Stored records
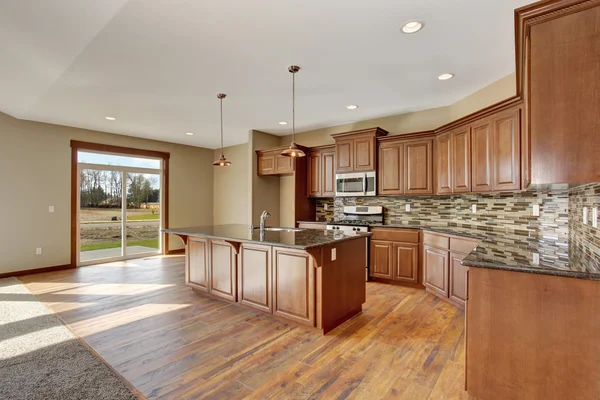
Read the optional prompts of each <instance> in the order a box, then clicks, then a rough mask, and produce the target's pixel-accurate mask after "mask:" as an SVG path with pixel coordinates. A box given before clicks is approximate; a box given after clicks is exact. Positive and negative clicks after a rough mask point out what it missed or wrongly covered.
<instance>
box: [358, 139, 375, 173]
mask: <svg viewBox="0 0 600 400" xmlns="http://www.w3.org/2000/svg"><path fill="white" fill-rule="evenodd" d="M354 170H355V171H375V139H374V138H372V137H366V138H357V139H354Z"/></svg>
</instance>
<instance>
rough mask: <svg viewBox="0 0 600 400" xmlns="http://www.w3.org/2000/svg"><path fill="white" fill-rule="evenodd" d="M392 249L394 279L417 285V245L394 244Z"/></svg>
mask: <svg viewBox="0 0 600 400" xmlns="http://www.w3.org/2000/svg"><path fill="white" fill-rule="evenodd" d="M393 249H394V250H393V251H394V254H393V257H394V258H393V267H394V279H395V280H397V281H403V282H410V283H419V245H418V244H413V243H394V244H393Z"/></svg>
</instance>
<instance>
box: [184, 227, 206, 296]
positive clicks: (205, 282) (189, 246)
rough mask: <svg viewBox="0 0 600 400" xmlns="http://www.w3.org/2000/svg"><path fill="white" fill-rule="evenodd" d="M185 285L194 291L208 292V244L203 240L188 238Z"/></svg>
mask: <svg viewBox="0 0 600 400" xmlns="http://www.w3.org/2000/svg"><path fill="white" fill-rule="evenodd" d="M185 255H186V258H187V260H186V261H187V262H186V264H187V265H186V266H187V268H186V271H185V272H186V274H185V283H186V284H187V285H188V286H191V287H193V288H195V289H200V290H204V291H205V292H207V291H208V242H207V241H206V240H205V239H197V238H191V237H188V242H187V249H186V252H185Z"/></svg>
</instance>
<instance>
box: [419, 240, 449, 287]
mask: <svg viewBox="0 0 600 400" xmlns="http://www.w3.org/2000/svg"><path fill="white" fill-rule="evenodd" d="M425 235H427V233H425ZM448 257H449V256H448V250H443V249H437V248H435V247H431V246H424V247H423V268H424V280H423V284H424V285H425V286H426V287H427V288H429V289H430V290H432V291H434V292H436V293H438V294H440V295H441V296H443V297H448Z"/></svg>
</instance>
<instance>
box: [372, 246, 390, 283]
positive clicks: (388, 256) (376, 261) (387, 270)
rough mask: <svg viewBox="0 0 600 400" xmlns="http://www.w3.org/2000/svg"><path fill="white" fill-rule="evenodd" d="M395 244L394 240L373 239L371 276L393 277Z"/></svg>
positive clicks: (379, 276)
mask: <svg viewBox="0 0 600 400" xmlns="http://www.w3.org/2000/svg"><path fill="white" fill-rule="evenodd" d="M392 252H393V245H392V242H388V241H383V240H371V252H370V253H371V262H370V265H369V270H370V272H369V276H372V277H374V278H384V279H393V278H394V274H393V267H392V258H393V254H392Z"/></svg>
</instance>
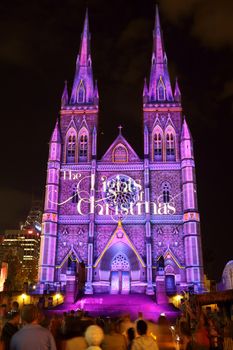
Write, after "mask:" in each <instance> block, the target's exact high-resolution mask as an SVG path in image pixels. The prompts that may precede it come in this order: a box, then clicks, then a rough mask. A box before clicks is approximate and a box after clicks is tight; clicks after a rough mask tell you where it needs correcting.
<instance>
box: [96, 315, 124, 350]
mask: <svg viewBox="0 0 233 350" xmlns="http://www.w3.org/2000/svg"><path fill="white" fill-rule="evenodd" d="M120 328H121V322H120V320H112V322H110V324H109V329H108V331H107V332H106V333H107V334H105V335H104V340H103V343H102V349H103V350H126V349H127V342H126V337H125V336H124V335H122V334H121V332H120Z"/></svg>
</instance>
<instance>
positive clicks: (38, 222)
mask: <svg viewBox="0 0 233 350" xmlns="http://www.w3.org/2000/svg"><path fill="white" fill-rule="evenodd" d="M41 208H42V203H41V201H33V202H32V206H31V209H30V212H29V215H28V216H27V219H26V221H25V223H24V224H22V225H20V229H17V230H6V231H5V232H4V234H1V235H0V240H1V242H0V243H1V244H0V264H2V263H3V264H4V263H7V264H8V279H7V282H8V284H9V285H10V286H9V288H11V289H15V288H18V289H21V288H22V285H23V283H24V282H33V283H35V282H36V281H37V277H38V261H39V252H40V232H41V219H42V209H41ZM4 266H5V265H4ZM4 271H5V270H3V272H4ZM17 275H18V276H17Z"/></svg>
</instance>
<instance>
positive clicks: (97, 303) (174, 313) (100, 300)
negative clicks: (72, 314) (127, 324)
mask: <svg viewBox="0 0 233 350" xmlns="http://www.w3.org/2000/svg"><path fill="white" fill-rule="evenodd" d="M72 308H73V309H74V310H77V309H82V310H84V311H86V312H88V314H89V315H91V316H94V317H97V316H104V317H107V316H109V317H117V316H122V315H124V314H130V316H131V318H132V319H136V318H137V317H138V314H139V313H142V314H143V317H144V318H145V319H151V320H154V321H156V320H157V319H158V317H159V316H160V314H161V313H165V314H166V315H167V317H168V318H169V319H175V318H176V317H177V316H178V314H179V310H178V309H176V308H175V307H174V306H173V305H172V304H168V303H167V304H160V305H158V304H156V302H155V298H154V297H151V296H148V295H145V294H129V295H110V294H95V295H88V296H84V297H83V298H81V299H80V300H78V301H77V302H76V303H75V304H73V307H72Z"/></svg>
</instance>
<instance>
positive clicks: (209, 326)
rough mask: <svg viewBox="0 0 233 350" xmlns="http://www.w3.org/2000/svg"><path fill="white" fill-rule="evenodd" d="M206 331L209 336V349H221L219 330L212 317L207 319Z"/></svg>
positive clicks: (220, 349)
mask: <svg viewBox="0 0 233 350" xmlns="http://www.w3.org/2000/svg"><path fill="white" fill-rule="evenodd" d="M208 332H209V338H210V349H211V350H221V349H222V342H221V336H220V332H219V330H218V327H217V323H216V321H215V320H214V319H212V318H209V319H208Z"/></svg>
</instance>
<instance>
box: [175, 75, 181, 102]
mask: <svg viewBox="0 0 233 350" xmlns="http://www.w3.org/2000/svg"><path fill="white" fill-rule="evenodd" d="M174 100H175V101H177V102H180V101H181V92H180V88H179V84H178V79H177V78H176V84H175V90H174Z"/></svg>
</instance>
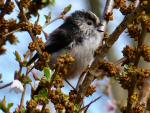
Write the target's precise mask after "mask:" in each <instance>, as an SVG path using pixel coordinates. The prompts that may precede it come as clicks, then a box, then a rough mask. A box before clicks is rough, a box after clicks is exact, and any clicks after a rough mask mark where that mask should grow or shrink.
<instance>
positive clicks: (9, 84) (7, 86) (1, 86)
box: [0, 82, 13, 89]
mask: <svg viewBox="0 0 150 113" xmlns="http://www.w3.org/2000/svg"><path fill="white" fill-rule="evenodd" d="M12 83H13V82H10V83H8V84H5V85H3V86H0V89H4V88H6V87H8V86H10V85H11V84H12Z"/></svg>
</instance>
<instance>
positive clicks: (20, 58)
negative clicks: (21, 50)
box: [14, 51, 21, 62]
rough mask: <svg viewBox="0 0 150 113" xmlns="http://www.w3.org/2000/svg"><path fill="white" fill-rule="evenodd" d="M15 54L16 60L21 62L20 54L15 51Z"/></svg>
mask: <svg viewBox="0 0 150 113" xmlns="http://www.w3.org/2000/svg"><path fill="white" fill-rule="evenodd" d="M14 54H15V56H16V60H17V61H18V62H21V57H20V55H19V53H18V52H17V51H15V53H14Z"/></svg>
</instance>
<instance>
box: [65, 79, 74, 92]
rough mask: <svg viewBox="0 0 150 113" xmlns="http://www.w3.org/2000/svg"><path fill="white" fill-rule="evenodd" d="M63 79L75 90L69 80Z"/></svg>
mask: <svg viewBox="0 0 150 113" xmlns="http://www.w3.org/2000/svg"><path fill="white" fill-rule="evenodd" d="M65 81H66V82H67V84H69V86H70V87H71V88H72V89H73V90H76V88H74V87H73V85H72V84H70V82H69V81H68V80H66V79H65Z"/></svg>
--
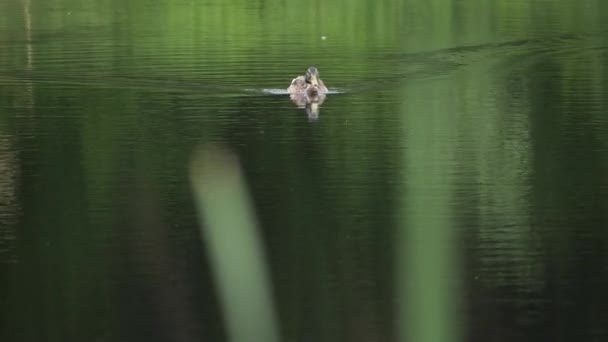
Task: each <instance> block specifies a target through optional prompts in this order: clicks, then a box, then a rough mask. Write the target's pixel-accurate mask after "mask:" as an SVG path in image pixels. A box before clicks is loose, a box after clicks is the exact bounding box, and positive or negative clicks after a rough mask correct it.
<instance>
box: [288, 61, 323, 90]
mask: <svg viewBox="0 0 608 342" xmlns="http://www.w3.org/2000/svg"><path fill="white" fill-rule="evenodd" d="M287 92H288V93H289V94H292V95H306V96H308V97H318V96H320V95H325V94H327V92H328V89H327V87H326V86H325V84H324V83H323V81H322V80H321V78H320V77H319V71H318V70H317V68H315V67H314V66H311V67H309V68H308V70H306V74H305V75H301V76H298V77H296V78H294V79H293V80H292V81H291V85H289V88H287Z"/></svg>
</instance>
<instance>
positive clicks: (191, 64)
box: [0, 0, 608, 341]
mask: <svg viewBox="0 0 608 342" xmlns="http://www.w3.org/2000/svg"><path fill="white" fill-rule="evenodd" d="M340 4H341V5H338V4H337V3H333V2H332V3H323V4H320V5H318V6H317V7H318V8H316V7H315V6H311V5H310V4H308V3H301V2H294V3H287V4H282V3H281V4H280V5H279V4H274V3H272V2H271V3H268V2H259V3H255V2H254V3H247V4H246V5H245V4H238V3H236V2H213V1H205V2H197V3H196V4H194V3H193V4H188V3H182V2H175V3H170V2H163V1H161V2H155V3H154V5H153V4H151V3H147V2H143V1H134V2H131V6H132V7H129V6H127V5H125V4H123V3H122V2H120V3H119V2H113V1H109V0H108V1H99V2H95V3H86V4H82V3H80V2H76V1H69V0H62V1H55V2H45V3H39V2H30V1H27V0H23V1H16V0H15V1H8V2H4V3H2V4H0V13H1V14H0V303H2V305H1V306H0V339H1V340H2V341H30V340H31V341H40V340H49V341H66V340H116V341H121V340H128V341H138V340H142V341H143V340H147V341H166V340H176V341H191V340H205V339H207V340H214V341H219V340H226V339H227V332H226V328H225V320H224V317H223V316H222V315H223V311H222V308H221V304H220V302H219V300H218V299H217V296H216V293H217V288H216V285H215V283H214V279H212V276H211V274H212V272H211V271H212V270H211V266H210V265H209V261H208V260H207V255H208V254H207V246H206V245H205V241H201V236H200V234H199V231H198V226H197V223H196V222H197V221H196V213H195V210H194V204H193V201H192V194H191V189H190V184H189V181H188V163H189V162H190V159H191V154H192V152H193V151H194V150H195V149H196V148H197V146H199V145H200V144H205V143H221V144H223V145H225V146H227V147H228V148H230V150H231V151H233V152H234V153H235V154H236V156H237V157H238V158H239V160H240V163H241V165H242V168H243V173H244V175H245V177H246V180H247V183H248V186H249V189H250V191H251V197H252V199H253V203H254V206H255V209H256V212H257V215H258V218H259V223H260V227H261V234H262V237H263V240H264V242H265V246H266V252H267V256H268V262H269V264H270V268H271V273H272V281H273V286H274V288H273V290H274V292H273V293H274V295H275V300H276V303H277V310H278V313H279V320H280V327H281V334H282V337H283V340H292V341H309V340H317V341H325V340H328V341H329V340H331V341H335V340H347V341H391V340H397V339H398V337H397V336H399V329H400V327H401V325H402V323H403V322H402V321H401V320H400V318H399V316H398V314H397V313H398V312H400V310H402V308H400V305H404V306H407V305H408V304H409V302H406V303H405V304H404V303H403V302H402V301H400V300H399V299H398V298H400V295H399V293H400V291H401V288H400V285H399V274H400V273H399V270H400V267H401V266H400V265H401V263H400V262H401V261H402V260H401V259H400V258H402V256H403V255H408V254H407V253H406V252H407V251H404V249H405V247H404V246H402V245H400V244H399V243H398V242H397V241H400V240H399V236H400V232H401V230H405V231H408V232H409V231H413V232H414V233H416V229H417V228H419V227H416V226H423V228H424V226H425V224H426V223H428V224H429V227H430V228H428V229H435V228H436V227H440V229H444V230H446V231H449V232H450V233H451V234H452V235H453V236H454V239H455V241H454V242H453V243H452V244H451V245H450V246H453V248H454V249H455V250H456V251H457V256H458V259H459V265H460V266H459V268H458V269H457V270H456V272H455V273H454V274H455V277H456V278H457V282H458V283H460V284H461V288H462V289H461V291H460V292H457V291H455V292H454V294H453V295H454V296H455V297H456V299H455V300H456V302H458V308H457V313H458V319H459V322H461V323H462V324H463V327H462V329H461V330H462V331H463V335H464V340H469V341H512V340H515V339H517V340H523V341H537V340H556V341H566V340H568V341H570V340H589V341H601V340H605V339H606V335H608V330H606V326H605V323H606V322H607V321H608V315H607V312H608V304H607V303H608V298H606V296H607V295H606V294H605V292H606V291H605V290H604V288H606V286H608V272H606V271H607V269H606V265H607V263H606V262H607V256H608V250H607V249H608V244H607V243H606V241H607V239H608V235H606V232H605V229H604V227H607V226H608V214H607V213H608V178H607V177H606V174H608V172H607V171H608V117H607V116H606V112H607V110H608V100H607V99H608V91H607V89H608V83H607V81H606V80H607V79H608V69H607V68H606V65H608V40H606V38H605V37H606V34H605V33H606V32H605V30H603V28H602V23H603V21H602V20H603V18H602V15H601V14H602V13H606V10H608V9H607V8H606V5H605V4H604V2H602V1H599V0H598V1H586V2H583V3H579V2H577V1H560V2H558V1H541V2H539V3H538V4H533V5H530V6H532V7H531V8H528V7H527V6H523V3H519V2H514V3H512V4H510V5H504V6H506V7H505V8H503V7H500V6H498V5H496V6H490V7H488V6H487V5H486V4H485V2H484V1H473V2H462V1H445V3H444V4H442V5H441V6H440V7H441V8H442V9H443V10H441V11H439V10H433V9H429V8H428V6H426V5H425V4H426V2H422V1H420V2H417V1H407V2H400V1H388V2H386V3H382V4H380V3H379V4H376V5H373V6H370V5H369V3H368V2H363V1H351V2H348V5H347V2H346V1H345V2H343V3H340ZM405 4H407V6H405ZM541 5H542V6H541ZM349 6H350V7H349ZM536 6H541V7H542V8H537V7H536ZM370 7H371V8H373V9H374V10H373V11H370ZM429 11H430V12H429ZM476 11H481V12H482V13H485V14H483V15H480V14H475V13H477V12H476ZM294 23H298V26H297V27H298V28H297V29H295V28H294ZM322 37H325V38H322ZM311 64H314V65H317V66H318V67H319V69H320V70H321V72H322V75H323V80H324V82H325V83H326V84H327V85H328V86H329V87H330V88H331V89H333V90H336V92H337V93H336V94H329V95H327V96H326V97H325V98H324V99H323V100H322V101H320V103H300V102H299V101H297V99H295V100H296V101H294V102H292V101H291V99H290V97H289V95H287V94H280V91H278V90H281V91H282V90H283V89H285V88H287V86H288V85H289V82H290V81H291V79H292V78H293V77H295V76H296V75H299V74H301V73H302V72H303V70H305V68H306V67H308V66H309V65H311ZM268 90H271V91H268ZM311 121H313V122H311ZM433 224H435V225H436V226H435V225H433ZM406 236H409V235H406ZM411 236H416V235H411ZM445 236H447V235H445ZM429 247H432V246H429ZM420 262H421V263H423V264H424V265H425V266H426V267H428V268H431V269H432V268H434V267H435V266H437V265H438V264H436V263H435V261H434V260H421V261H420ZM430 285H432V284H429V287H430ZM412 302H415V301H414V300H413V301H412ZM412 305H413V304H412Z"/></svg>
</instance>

» Task description: Count how many lines of the records above contain the string "what", treating uppercase and lowercase as different, and reply with the number alone.

» Answer to this exercise: 1